>>>>

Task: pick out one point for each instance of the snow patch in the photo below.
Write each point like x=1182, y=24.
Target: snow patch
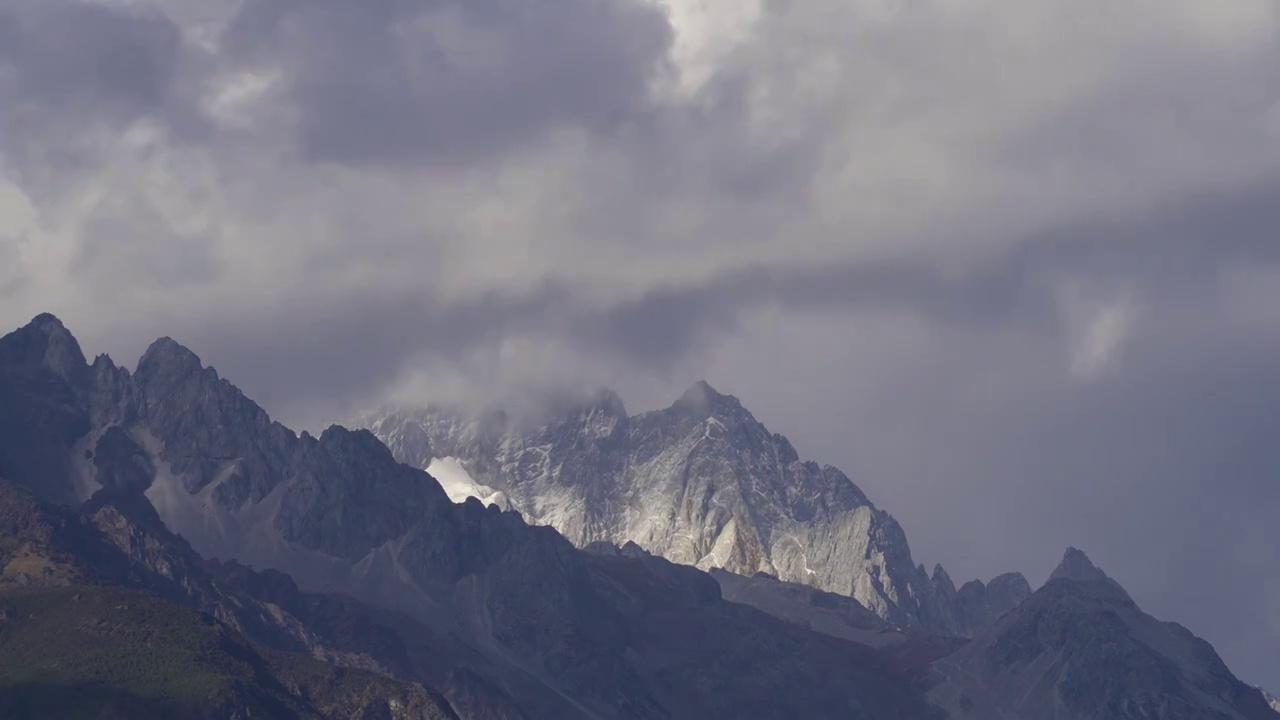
x=458, y=483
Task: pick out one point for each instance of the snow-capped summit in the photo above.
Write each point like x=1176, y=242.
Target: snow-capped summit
x=1077, y=566
x=702, y=483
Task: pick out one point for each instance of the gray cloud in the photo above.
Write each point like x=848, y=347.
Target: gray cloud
x=402, y=81
x=1014, y=272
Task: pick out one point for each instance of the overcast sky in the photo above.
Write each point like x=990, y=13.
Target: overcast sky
x=1015, y=267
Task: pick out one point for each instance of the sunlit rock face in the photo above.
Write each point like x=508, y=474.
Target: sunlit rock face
x=700, y=483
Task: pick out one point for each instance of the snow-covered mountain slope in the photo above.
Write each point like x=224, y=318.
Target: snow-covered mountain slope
x=700, y=483
x=1079, y=648
x=508, y=619
x=1272, y=701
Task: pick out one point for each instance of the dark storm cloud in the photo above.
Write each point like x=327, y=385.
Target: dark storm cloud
x=71, y=71
x=959, y=413
x=87, y=58
x=397, y=81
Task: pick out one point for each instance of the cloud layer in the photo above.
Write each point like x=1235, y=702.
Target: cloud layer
x=1014, y=265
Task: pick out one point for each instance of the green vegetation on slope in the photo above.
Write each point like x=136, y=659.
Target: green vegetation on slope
x=99, y=652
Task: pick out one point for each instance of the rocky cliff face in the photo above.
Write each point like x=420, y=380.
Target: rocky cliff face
x=1079, y=648
x=700, y=483
x=507, y=619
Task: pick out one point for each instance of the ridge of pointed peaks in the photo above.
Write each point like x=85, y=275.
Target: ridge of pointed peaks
x=1075, y=565
x=168, y=354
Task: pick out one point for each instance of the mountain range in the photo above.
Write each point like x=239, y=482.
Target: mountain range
x=168, y=550
x=702, y=483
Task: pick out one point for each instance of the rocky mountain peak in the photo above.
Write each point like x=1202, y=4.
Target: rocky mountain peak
x=168, y=356
x=702, y=400
x=1075, y=565
x=45, y=342
x=606, y=401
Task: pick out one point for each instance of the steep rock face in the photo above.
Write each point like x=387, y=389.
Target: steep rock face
x=1079, y=648
x=700, y=483
x=464, y=597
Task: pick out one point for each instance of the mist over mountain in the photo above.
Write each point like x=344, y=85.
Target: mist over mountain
x=702, y=483
x=164, y=514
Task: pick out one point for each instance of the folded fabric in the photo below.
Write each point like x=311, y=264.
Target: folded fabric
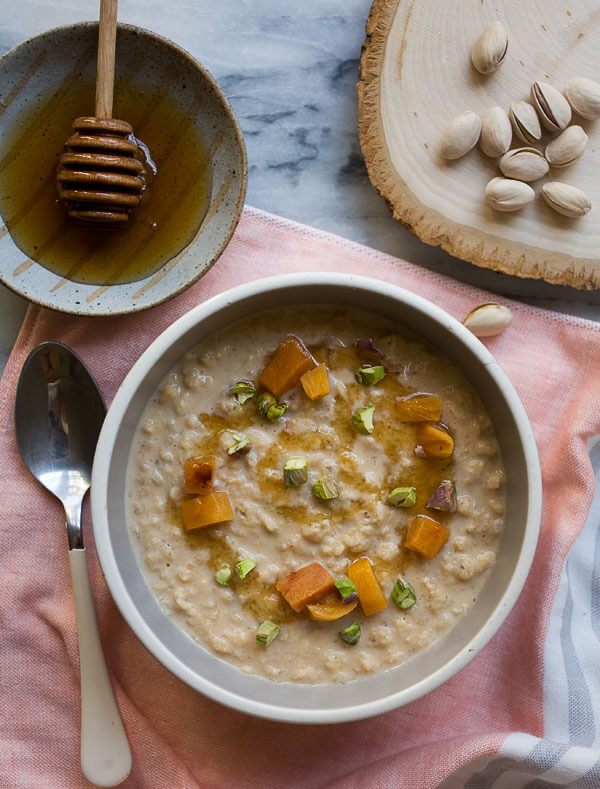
x=178, y=737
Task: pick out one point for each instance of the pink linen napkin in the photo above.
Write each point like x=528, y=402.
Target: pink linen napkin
x=181, y=739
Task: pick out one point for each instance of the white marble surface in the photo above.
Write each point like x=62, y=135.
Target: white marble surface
x=290, y=71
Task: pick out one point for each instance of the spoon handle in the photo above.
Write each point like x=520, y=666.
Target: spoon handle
x=105, y=753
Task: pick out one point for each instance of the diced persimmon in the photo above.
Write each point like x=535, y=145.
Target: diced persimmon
x=316, y=382
x=370, y=594
x=419, y=407
x=290, y=361
x=435, y=440
x=329, y=612
x=306, y=585
x=199, y=475
x=425, y=536
x=207, y=510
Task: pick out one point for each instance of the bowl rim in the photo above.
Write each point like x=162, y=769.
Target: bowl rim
x=240, y=202
x=99, y=492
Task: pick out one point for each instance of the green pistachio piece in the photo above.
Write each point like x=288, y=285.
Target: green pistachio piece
x=370, y=374
x=326, y=488
x=223, y=576
x=346, y=588
x=403, y=497
x=242, y=391
x=264, y=402
x=295, y=472
x=240, y=447
x=363, y=419
x=350, y=634
x=267, y=632
x=276, y=411
x=403, y=594
x=244, y=567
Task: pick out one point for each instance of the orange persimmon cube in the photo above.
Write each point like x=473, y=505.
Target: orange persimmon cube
x=290, y=361
x=207, y=510
x=370, y=594
x=199, y=475
x=316, y=382
x=435, y=440
x=306, y=585
x=329, y=612
x=425, y=536
x=419, y=407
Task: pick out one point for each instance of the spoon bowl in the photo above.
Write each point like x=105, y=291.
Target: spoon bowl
x=58, y=415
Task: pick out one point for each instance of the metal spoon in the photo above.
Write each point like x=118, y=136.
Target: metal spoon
x=58, y=416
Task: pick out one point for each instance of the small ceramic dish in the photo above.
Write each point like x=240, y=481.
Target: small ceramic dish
x=48, y=71
x=324, y=703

<<<<

▶ AIM: Reproduce word for word the lines beginning with the one that contains "bowl in the photo above." and running through the final line, including both of those lines.

▶ EXERCISE RESPONSE:
Task: pick out one point for each instance of the spoon bowl in the photo above.
Write each point like x=105, y=291.
Target: spoon bowl
x=58, y=415
Task: pick out one point for each instance of the metal spoon in the photo above.
Write each point like x=118, y=136.
Target: metal spoon
x=58, y=416
Task: pick out one point for each instance of the small ceramic dish in the photo above.
Write each point like x=240, y=481.
Target: small ceramic dish
x=48, y=71
x=324, y=703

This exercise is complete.